[What the task asks]
Write out, exactly as they stand, the line containing "Identify one point on each instance of the solar panel row" and all subsequent lines up to and including the final line of the records.

[Material provided]

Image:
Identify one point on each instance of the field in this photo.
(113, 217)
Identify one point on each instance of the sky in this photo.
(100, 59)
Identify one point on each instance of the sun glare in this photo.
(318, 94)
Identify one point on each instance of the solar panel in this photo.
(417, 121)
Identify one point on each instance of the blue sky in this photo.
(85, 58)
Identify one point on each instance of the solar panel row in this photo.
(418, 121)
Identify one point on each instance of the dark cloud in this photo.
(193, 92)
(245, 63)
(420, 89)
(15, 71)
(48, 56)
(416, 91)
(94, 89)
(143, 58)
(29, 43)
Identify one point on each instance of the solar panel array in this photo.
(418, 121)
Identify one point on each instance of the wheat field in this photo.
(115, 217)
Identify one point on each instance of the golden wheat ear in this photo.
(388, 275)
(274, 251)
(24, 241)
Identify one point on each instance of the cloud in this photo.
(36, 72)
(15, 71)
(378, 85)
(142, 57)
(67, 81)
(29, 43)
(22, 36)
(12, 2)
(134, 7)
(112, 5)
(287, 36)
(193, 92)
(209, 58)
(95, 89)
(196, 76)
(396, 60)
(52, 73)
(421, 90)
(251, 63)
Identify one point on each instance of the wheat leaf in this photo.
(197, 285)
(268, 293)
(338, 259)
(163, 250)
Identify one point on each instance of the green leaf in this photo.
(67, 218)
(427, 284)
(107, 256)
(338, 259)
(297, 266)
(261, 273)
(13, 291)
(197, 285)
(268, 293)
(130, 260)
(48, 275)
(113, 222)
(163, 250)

[/Material provided]

[The answer]
Identify one point on each instance of the solar panel row in this photo.
(418, 121)
Identify one point on each instance of the dark cloud in this photo.
(193, 92)
(245, 63)
(420, 89)
(15, 71)
(48, 56)
(416, 91)
(94, 89)
(143, 58)
(29, 43)
Identify one point on each instance of the solar panel array in this photo.
(418, 121)
Identify one point on each instance of the wheat field in this photo.
(115, 217)
Identify one point on each instance of the golden wheat ear in this photo.
(388, 275)
(274, 251)
(24, 241)
Identify one point on each instance of the cloud in this photo.
(36, 72)
(15, 71)
(378, 85)
(142, 57)
(67, 81)
(29, 43)
(22, 36)
(12, 2)
(134, 7)
(112, 5)
(287, 36)
(193, 92)
(209, 58)
(95, 89)
(196, 76)
(396, 60)
(52, 73)
(421, 90)
(251, 63)
Identify one point on each instance of the wheat leaf in this photo.
(197, 285)
(268, 293)
(338, 259)
(163, 250)
Identify one point on each instance of the green leaf in this photo.
(67, 218)
(427, 284)
(107, 256)
(338, 259)
(297, 266)
(261, 273)
(13, 291)
(197, 285)
(268, 293)
(130, 260)
(48, 275)
(113, 222)
(163, 250)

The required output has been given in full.